- **GIVEN DATA**
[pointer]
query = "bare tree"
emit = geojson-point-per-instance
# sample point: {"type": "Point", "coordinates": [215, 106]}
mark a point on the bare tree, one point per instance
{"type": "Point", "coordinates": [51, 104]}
==
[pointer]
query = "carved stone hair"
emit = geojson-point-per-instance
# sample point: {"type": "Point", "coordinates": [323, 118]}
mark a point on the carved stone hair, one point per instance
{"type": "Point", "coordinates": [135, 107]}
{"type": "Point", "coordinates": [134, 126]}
---
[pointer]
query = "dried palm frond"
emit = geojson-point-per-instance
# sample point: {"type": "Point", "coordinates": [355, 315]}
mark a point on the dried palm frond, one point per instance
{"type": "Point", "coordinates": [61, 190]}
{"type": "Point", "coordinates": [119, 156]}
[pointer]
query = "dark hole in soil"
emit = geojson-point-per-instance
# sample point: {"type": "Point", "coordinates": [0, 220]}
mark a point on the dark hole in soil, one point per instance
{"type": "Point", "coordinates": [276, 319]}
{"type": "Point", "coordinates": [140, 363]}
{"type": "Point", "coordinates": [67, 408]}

- **EXERCISE AIM**
Scan the material above and copy every line that holds the string "sample".

- **RESULT**
# sample point: {"type": "Point", "coordinates": [215, 106]}
# sample point: {"type": "Point", "coordinates": [323, 118]}
# sample point: {"type": "Point", "coordinates": [355, 315]}
# sample point: {"type": "Point", "coordinates": [0, 220]}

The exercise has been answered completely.